(Dataset rows)
___

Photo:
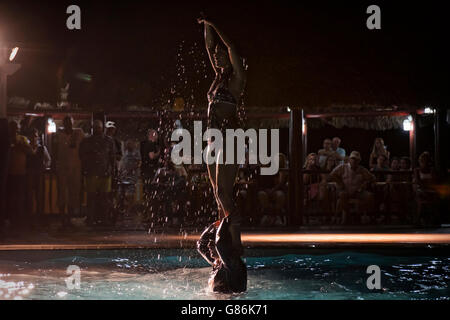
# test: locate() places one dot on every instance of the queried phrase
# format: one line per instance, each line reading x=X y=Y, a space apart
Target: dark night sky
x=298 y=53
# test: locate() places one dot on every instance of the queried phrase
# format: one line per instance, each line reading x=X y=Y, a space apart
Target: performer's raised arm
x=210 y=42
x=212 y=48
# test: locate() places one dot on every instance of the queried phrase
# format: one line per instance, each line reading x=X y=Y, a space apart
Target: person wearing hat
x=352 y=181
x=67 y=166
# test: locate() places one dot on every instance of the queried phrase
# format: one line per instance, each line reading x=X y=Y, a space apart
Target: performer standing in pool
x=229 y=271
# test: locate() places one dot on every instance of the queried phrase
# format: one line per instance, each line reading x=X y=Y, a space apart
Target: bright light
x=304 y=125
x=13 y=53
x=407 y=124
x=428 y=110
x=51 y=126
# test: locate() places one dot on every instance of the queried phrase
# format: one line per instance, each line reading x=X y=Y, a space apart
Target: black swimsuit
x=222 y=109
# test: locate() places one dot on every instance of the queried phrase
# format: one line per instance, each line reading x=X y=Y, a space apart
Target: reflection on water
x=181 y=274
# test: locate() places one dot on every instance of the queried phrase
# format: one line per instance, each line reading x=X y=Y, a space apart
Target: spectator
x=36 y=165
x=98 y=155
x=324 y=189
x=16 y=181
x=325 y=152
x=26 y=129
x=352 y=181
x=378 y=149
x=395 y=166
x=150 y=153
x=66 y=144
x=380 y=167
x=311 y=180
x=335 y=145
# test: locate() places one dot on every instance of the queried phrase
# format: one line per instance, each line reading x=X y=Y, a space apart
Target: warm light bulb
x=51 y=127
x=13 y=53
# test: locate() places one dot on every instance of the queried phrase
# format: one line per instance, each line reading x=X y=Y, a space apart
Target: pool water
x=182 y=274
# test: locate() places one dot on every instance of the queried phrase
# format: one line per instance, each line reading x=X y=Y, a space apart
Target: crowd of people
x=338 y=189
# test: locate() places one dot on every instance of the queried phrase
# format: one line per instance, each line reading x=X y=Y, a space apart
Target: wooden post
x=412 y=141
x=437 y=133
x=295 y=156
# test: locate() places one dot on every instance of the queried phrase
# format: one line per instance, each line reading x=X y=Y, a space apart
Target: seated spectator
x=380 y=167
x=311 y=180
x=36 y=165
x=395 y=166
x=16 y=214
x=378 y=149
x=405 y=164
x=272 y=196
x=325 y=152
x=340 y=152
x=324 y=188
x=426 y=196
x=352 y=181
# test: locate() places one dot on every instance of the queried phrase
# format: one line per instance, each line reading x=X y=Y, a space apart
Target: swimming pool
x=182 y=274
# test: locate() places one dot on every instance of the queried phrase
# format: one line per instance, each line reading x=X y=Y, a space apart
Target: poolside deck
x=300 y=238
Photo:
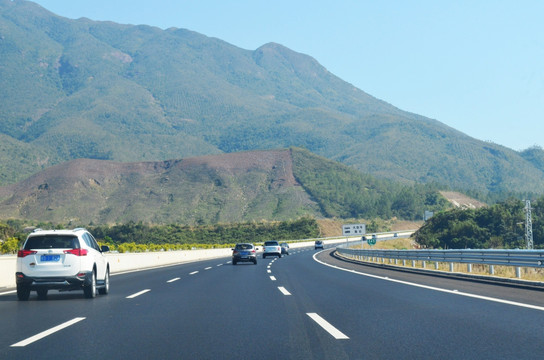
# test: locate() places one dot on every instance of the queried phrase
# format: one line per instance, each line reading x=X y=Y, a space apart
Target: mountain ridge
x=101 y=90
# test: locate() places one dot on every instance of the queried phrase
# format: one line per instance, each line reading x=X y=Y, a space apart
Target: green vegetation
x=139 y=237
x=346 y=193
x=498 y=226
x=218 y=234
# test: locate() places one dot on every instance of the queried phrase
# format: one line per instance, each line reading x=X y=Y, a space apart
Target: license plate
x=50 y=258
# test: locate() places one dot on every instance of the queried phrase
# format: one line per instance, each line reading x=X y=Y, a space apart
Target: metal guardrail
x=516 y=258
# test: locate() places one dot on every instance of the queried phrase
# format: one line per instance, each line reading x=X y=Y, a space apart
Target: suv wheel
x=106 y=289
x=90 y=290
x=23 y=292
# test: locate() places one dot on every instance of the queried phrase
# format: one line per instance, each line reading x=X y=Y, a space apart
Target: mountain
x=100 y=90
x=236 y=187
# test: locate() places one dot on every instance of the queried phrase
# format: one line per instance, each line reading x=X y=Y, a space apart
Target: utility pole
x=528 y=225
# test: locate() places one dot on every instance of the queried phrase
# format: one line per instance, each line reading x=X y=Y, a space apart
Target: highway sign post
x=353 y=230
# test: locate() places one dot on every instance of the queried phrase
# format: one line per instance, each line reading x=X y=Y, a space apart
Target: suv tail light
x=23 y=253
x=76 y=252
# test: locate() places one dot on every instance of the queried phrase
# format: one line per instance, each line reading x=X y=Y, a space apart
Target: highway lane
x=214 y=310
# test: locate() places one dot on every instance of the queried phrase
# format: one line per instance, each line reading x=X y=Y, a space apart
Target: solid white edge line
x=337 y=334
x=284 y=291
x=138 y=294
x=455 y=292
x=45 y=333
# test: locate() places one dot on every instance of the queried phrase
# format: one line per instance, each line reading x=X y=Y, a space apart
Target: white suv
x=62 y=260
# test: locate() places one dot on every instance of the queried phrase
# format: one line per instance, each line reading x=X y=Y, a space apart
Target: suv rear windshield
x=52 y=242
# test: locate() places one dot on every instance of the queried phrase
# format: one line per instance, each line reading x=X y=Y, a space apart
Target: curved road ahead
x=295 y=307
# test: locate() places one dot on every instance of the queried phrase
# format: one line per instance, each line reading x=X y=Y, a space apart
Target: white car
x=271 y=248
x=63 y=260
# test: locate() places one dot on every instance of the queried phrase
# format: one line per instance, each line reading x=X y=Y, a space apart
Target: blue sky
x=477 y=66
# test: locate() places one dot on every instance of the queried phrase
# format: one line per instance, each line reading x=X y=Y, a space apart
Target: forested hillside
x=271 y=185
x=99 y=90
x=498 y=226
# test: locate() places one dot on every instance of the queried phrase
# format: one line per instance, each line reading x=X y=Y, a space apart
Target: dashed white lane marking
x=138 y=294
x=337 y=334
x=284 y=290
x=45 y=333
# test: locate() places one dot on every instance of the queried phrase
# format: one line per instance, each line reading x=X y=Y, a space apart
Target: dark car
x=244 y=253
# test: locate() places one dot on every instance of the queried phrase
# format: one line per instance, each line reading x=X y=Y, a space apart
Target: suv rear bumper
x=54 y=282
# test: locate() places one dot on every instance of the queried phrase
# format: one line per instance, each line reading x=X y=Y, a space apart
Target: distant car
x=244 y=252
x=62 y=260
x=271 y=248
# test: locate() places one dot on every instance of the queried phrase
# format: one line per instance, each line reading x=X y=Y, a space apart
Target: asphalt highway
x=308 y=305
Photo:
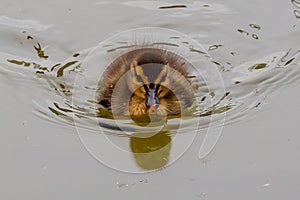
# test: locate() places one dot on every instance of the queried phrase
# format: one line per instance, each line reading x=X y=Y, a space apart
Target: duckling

___

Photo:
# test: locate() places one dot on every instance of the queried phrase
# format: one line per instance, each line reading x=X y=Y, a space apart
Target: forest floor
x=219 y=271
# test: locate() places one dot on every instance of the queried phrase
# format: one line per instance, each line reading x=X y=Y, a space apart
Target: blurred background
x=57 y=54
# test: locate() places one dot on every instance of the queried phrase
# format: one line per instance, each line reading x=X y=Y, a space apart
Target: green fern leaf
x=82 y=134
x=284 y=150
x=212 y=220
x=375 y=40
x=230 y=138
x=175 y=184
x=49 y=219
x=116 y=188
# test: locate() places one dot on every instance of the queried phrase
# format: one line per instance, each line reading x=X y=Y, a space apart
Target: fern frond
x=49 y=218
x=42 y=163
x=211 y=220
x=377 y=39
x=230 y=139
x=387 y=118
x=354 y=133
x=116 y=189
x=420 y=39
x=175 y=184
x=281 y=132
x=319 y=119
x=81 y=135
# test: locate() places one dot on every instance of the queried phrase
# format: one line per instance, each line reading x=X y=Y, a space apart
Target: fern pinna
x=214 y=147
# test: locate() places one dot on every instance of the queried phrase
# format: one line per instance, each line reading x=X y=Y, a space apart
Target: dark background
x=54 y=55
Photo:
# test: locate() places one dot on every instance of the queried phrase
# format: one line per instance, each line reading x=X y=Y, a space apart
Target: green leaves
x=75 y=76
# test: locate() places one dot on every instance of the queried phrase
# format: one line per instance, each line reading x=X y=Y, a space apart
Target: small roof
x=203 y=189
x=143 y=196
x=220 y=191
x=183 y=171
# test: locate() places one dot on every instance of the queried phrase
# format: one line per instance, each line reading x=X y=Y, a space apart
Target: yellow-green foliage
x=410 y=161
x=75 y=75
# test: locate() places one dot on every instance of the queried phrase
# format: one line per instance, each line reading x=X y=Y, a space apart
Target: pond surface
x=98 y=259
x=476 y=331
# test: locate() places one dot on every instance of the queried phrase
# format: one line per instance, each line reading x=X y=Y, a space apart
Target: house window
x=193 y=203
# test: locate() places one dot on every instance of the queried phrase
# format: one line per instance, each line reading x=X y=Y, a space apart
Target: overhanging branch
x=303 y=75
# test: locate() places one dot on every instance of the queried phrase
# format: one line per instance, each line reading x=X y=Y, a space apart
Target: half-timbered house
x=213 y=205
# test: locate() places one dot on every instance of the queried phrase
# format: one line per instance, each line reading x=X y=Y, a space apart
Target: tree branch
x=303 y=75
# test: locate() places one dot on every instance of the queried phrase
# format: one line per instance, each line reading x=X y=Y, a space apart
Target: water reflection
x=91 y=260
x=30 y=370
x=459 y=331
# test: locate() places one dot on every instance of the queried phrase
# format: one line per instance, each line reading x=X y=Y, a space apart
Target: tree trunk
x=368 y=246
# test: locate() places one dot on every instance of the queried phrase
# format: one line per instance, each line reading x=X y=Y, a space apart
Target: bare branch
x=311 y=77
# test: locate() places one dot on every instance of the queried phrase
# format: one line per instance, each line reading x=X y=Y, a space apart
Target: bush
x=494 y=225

___

Set exercise:
Filter the material above down to every line that holds the word "background". Case counts.

Task solution:
Target: blurred background
Target: dark background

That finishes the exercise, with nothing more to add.